What this task involves: Extract every line of the data below that contains the word "slice".

Data pulled from a collection:
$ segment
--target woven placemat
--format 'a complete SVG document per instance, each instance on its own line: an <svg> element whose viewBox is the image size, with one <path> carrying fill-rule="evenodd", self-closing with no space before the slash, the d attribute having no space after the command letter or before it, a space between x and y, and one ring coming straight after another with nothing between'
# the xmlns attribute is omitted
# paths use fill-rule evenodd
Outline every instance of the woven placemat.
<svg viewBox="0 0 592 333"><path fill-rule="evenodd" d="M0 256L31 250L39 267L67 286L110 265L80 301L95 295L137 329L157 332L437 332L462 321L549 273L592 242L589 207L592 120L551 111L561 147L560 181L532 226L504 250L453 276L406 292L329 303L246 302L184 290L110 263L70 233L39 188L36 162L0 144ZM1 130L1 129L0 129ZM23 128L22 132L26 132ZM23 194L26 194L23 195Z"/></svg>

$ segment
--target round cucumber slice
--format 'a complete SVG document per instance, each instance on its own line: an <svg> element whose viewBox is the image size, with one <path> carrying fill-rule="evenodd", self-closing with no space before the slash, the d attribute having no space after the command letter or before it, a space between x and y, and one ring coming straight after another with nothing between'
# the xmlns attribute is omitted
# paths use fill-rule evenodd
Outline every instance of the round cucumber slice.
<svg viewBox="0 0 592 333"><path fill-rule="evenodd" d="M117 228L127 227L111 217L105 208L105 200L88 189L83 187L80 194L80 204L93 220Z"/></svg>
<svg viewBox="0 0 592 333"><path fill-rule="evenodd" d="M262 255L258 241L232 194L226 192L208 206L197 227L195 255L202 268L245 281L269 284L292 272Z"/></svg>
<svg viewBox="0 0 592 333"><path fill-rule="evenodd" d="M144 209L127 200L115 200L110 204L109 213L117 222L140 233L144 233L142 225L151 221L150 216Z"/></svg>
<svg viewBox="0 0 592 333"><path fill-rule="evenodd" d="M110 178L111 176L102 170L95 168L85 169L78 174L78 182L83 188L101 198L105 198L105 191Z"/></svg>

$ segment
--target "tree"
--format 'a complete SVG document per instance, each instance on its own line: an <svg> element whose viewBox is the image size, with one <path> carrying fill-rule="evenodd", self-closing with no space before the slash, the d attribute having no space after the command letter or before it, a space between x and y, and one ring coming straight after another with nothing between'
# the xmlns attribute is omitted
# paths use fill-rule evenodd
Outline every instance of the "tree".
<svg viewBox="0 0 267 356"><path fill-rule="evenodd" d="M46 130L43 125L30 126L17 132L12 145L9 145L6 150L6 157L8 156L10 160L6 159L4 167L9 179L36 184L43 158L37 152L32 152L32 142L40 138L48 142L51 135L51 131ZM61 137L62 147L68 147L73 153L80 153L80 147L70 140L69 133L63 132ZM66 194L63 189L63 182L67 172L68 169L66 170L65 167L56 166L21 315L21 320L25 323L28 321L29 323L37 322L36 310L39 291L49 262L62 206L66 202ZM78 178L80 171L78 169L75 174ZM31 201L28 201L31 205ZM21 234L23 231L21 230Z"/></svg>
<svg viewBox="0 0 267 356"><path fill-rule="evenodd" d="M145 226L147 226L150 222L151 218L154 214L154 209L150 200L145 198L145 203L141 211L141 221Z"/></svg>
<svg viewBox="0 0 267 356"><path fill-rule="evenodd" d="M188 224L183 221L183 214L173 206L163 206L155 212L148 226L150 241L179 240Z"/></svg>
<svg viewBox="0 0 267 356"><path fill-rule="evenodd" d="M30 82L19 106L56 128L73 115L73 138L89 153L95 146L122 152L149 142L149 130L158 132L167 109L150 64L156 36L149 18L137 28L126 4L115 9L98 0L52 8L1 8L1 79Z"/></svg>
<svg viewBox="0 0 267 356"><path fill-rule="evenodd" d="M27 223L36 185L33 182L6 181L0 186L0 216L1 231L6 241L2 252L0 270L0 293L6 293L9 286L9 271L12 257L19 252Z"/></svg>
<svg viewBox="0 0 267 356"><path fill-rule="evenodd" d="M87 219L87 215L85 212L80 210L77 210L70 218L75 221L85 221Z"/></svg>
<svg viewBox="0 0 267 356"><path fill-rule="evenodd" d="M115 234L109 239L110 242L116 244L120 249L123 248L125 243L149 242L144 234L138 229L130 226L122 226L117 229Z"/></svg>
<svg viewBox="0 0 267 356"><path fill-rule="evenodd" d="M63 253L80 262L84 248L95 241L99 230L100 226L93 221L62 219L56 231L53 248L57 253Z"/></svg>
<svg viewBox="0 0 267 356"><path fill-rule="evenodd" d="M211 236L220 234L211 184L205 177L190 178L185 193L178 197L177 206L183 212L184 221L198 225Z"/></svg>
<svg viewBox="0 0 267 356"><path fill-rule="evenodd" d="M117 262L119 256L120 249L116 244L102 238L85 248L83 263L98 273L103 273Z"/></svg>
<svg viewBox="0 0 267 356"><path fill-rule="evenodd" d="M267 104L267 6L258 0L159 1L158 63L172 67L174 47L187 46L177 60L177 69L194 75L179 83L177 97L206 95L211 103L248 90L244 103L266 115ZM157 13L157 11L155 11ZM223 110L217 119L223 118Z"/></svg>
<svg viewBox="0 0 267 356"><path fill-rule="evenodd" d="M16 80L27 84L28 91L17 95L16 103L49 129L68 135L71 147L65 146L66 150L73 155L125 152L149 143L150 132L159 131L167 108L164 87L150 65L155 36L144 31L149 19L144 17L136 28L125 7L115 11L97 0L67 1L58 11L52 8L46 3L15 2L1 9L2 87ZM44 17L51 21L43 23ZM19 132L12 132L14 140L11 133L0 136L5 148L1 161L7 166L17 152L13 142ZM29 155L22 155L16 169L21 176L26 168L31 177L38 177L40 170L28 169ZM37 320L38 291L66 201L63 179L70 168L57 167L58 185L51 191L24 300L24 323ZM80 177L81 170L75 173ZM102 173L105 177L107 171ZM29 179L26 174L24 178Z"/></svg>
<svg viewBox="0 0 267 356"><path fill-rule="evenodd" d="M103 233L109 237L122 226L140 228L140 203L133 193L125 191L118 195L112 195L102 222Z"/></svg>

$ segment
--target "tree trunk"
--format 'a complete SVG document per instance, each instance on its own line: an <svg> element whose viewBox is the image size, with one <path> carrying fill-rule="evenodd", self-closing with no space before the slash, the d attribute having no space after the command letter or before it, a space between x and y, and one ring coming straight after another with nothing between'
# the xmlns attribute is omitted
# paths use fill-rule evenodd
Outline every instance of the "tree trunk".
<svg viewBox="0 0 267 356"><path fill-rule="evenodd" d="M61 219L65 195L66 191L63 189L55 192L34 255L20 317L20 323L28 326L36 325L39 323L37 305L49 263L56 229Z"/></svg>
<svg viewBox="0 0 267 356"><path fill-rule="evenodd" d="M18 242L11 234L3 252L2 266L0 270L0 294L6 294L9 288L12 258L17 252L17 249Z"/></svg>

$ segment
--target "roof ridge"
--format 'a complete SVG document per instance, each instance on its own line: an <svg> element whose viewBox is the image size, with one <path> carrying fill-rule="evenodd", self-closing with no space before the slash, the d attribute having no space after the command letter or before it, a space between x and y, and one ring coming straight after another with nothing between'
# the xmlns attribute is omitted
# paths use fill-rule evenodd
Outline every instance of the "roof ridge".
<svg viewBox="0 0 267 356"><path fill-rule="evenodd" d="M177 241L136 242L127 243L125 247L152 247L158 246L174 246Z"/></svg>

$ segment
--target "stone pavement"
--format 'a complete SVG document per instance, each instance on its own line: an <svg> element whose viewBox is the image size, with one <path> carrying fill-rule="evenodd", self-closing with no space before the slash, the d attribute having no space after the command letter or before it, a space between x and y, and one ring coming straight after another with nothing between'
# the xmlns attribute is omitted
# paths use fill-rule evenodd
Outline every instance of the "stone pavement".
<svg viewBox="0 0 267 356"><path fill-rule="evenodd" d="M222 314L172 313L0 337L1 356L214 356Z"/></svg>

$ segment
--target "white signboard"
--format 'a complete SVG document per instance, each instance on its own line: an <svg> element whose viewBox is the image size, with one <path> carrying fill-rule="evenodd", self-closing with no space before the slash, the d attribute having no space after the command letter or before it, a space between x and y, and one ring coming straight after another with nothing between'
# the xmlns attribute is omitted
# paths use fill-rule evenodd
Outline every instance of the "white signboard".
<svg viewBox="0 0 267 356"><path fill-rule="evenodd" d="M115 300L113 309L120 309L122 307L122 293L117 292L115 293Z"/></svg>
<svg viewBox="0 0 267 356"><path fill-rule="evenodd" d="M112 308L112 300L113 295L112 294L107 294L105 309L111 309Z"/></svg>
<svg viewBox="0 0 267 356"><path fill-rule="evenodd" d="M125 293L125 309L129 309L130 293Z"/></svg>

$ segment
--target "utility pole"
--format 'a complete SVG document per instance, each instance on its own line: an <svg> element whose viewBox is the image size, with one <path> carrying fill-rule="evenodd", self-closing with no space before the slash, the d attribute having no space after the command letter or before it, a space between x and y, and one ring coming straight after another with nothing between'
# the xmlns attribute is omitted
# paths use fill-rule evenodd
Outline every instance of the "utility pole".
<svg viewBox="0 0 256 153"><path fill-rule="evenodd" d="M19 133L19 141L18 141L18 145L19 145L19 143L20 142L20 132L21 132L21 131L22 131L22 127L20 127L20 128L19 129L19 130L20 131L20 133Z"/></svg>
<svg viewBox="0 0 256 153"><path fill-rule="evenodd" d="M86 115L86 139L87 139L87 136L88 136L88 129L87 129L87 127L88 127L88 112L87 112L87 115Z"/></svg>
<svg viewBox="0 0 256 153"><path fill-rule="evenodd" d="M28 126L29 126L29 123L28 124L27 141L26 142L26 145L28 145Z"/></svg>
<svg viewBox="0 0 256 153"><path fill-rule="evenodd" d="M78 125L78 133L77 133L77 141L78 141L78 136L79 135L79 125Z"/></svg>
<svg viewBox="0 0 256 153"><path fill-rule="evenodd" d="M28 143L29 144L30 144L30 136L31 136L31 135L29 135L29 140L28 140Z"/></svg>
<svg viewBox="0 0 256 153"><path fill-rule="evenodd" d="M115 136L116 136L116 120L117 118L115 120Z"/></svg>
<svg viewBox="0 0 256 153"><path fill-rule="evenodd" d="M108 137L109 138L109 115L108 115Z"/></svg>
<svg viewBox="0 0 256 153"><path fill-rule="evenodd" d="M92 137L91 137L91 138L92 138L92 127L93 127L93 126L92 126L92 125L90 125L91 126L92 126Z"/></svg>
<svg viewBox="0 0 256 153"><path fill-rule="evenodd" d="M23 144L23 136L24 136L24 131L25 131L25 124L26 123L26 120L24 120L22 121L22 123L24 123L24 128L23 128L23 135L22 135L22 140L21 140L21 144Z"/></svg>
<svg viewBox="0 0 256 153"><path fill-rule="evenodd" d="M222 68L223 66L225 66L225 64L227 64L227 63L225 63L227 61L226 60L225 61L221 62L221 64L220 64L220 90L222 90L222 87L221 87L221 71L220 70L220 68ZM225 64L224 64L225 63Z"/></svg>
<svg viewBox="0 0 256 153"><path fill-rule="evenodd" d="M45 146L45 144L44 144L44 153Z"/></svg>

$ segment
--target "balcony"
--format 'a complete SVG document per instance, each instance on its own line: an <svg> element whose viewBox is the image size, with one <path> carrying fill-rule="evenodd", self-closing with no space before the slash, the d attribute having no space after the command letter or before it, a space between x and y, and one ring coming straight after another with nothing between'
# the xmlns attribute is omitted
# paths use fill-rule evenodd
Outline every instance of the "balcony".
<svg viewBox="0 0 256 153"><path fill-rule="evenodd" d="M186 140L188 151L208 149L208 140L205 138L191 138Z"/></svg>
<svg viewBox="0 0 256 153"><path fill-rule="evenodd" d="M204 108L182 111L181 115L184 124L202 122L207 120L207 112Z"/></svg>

Exercise response:
--target round cucumber slice
Outline every instance of the round cucumber slice.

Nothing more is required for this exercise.